“No man is an island. entire of itself; every man is a piece of the continent, a part of the main; if a clod be washed away by the sea, Europe is the less, as well as if a promontory were, as well as if a manor of thy friend's or of thine own were; any man's death diminishes me, because I am involved in mankind, and therefore never send to know for whom the bell tolls; it tolls for thee.” *
(John Donne)
Parece um pouco estranho falar da Medéia de Eurípedes com a epígrafe a respeito de um mundo onde a individualidade é parte da complexidade das relações, onde nada está separado. Estamos todos integrados num mesmo universo a caminho múltiplo de possibilidades e juntos.
Medéia trata da vida e morte, da traição que é a negação do continente e a criação do egoísmo, de uma ilha. Medéia, a mulher singular, criadora de sentidos, a totalidade significativa de quem é parte e todo, se apresenta àquele que ofereceu sua vida, a quem ritualizou a existência para uma completa união, e assim se fez além de um acordo burocrático de determinações e regimentos de casamento com a insígnia da verdade, construção cuja finalidade é indefinida, mas que se faz na relação e se amplia na prática afetiva, no conselho humano.
Foi para provar ao se esposo que não se está só, mesmo na solitude dos dias, mesmo nos mais vãos que se tenha. Como trazer essa individualidade interesseira, egoísta, despótica à realidade do todo e da sua imensa presença no ordinário comum da vida se não for pela morte do interesse e pela perda de sua extensão de sangue.
Medéia percebe que seus esforços nada valeram para uma mentalidade machista, entregue aos prazeres e de pusilânime infidelidade. A correspondência amorosa, os planos para o futuro, a educação e crescimento dos filhos, as relações com o trabalho produtivo nas praticas do dia a dia, uma ética do fazer juntos, de cumplicidade de se pensar no agora que é também um porvir; um aqui a que se estende ao espaço das convivências sociais, da cultura e política tudo se perde quando Jasão a trai, a engana, profana o seu leito, mente, encobre, varia, finge, cria táticas, estratégias para a submissão de Medéia.
Ela enlouquece de fora para dentro, engolindo um mar de covardias daquele a quem acreditava, estaria ao seu lado. Quando passasse o tempo e pudessem seguir para um fim esperado. Para trazer Jasão à verdade de sua existência teria de lhe tirar o amor, e o cargo, a fama, e o futuro de sua descendência, obliterando qualquer possibilidade de retorno.

_____

● Tarefas obrigatórias:
A. Segundo o texto sobre a Medéia de Eurípedes, o que Medéia percebe sobre os próprios esforços?
B. Traduza para o inglês esta frase do texto sobre a Medéia de Eurípedes: "Para trazer Jasão à verdade de sua existência teria de lhe tirar o amor, e o cargo, a fama, e o futuro de sua descendência, obliterando qualquer possibilidade de retorno."
C. Dê continuidade ao texto sobre a Medéia de Eurípedes a partir do ponto em que ele termina.
Os registros não serão usados.

● Conjunto de registros:
_____

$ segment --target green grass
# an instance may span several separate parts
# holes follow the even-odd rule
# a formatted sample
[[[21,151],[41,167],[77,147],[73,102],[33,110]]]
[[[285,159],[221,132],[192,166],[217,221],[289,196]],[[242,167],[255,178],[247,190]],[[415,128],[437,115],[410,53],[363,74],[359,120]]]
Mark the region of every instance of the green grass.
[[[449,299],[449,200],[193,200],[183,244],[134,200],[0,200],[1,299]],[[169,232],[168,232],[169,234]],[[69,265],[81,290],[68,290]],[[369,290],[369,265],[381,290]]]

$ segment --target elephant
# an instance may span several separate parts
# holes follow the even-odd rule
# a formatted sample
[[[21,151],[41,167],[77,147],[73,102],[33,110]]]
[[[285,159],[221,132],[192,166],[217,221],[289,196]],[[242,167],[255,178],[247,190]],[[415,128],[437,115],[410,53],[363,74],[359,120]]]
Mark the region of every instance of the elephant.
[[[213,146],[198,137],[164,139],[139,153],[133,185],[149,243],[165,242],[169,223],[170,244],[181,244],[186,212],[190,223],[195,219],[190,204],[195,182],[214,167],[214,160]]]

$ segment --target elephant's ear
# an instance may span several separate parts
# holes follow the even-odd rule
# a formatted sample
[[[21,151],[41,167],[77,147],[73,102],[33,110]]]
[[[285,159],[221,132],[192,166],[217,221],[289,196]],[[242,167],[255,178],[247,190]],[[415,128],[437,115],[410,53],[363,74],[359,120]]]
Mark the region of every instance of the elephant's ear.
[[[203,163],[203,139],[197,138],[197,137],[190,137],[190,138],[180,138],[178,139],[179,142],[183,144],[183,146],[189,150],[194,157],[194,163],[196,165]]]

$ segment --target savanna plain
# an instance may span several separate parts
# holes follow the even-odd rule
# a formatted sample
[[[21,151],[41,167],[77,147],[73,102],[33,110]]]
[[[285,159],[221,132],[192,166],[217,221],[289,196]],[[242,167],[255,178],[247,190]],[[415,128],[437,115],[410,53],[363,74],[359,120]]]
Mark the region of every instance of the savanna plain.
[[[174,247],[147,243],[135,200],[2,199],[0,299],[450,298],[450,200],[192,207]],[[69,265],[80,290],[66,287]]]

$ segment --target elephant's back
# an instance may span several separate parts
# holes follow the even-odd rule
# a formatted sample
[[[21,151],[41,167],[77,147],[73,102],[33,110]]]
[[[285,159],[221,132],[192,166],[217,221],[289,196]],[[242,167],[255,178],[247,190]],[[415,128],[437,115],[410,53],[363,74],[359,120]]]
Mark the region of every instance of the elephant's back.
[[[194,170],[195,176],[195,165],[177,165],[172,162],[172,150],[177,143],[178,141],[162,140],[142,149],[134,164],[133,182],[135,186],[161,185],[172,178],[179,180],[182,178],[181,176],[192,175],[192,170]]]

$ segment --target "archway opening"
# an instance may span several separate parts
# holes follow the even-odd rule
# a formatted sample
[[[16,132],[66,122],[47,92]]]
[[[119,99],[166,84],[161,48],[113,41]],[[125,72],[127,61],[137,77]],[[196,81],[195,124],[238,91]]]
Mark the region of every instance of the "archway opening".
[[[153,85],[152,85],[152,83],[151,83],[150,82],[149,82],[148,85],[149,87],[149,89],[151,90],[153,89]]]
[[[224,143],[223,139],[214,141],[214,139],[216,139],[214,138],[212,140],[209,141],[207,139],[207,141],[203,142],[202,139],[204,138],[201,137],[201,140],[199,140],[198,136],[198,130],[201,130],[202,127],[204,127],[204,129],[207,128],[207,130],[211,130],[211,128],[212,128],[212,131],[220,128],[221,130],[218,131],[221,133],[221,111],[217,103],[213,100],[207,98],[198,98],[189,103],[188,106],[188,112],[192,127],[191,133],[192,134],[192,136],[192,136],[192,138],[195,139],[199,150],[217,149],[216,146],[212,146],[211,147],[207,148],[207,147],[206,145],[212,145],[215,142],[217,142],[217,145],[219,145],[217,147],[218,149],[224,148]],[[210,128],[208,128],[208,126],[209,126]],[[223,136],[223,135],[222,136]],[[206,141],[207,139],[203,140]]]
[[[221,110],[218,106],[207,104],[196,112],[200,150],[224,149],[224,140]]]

_____

● Respostas em ordem:
A. Que eles nada valeram para uma mentalidade machista, entregue aos prazeres e de pusilânime infidelidade.

B. To bring Jason to the truth of his existence, she would have to take from him love, and position, fame, and the future of his descendants, obliterating any possibility of return.

C.
Para o burguês comum, no ilusório promontório de sua individualidade, o mundo é feito de tecnologias para um uso próprio, feito de carvão e fogo nos finais de semana, de um templo convertido em prazeres secundários de uma formação matemática, de um tempo marcado no relógio, da crítica às dificuldades ou garantias de ter mais realizado em um ser que não se realiza senão na mitologização e no fetiche da coisa.
Por isso a epígrafe que foi usada em Thomas Morton e em Hemingway que se não pode deixar de apresentá-la aqui sem a profundidade dos autores, mas que incide sobre um tema aparente em ser obsoleto na modernidade fragmentada dos sujeitos. "Todo homem é um continente" (John Donne), e se alguém morre também uma parte de si morre.
Medéia realiza a completa individualidade de Jasão assassinando sua noiva, a Princesa e o próprio Rei Creonte com presentes envenenados. E em seguida, confirmada a morte de um futuro próspero para o esposo que a repudiou publicamente, o aguarda para eliminar a sua descendência e garantir a sua morte. Jasão cai em si, em sua tormenta de ser o indivíduo, - a ilha -, separado do mundo e se percebe parte do continente, mas já é tarde. Medéia está em cartaz num momento propício a se pensar o melhor que puder nas práticas sociais.
A interpretação de Helena Portela e Claudete Pereira Jorge exprime a força magistral de Eurípedes em trazer de uma realidade mitologizada a significação humana. A direção de Marcelo Marchioro possibilitou o equilíbrio entre cenário, luz e figurino em movimentos claros, definindo ações simples para as atrizes, onde o gesto vocal tornou-se limite entre a reificação das personagens euripidianas e a criação teatral.
Eurípedes destrona os deuses e devolve aos humanos a sua hegemonia entre vida e morte. Em vários planos, percebemos o cadafalso, a armadilha que é a morada de Medéia, estruturas delineadas em altos e baixos que definem em seus planos as ações. O cenário de Ricardo Garanhane nos leva a um painel com pontos de fuga que nos dá a idéia de profundidade, é uma bela inscrição cênica feita para o ator. Lembra os cenários de Adolphe Appia que nos oferece a plena presença da cena equilibrada com a luz.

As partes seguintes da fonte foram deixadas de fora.